--- start of Text shown ---
A circle, or its squeezed relative, an ellipse

	No specification, so `grid=[25,25]`
Certainly students should recognize x²+2y²-1=0 as an ellipse. But you may find it difficult to believe that 11x²-32xy+24y²+24x-40y+21=0 is also an ellipse. You could try the `Maple` command `implicitplot(11x^2-32xy+24y^2+24x-40y+21=0, x=1..6, y=2..5, scaling=constrained, thickness=2, color=black, grid=[100,100]);` and see the result. Most of the options to this command should be familiar (the `thickness` and `scaling`, for example). One option which might be new is `grid`. The default for the implicit plot command is to check on a 25 by 25 grid (that's 625 points). Requesting more points will usually give a smoother picture. Of course, the `grid=[100,100]` requires 4²=16 times as much computation. On my home PC, the [25,25] grid took about .064 seconds and the [100,100] grid took about .72 seconds.	With `grid=[100,100]`

A parabola

One simple example is x²+y=0. And, again, it may not be obvious that 25x²-40xy+16y²+13x-9y+3=0 is also a parabola, but displayed to the right is the result of this Maple command: implicitplot(25*x^2-40*x*y+16*y^2+13*x-9*y+3=0, x=-10..0, y=-10..0, scaling=constrained, thickness=2, color=black, grid=[100,100]);

Hyperbola

The model hyperbolas you have been told about include xy=1 and x²-y²=1.
But -7x²-6xy+16y²+48x-80y+74=0 is also the equation of a hyperbola whose graph is shown to the right.

"Degenerate" hyperbolas
Well, xy=0 is sort of a hyperbola. It is (sigh!) a degenerate hyperbola or limiting form of a hyperbola. For example, xy=0 is a pair of lines which intersect in one point, and this "curve" is certainly the limit of the curves xy=tiny number as tiny number-->0. Also two parallel lines can be described by a quadratic polynomial: the points (x,y) which satisfy x²=1 are the straight lines x=1 and x=-1. This is another "degenerate" case.
--- end of Text shown ---
--- start of Data section ---
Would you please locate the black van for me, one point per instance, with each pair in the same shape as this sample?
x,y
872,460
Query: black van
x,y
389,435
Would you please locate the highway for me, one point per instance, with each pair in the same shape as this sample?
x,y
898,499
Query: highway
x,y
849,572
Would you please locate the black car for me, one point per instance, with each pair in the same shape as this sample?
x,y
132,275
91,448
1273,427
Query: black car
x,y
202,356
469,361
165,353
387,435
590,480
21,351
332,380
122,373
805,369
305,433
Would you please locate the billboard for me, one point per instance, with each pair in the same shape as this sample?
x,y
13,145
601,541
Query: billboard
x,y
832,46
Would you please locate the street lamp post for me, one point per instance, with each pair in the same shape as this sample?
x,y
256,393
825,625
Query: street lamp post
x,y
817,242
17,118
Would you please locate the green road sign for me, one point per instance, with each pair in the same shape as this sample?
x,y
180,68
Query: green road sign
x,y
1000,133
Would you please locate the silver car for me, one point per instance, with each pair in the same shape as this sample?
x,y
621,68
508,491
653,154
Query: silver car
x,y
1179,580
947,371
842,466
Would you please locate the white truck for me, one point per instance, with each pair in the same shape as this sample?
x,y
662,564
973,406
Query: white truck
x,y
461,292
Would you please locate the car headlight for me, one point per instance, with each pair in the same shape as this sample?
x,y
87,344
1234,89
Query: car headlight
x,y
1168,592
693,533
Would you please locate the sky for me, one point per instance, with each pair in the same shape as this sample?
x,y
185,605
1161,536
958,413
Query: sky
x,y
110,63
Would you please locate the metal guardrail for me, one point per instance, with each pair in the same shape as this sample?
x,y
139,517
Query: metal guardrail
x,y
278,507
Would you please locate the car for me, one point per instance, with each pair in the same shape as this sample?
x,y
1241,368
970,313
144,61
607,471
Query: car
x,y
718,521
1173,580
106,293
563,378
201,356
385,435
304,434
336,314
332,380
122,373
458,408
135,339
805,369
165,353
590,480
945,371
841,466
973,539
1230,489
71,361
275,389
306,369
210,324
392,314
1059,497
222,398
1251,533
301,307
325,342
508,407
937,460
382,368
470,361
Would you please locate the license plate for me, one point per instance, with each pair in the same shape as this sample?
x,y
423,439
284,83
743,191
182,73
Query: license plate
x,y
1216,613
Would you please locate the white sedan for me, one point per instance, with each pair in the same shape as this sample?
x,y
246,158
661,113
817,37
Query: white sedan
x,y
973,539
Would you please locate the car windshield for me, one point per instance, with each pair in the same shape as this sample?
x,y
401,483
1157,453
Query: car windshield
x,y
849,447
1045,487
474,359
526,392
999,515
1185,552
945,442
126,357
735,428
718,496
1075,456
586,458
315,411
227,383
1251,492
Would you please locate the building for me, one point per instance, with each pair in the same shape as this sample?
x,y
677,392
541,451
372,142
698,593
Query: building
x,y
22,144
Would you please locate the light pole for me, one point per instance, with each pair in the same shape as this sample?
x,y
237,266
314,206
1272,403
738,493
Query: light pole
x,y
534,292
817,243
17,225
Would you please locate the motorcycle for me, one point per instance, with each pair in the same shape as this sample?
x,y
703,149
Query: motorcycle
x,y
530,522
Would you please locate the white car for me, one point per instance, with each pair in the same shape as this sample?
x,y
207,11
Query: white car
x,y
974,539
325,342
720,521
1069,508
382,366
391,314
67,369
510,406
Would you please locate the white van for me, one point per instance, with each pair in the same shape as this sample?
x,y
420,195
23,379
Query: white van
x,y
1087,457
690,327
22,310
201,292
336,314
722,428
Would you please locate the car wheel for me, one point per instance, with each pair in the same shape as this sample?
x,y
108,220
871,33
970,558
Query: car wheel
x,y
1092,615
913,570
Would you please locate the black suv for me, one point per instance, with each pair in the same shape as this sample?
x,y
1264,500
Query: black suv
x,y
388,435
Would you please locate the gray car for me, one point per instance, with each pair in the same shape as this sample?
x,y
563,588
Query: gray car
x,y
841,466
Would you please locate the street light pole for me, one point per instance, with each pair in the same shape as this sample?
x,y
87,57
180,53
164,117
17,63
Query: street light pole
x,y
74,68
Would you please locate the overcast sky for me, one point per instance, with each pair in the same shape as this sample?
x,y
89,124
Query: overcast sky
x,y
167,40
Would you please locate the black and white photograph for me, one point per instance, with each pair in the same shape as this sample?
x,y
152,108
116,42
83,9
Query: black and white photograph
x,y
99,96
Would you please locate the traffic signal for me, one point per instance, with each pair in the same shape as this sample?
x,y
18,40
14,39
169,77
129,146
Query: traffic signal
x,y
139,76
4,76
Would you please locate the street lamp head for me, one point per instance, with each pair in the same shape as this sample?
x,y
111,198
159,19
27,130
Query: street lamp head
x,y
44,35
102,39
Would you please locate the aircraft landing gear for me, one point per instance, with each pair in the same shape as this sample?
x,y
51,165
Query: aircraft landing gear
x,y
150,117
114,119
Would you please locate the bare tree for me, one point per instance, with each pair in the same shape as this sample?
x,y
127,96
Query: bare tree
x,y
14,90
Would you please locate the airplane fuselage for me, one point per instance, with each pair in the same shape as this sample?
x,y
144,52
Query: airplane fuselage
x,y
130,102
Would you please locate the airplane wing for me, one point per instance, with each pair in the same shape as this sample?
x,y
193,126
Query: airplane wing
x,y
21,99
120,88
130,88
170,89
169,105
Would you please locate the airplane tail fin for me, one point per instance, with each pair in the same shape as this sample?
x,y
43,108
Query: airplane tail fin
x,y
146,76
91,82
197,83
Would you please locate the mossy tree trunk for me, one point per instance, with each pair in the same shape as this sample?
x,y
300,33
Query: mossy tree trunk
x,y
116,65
--- end of Data section ---
:: Exercise requirements ::
1) In the text on conic sections, about how long did the [100,100] grid take on the home PC?
2) Gather every line of the listing that contains the string "sedan". Case counts.

:: Answers provided ::
1) About .72 seconds.

2)
Would you please locate the white sedan for me, one point per instance, with each pair in the same shape as this sample?
Query: white sedan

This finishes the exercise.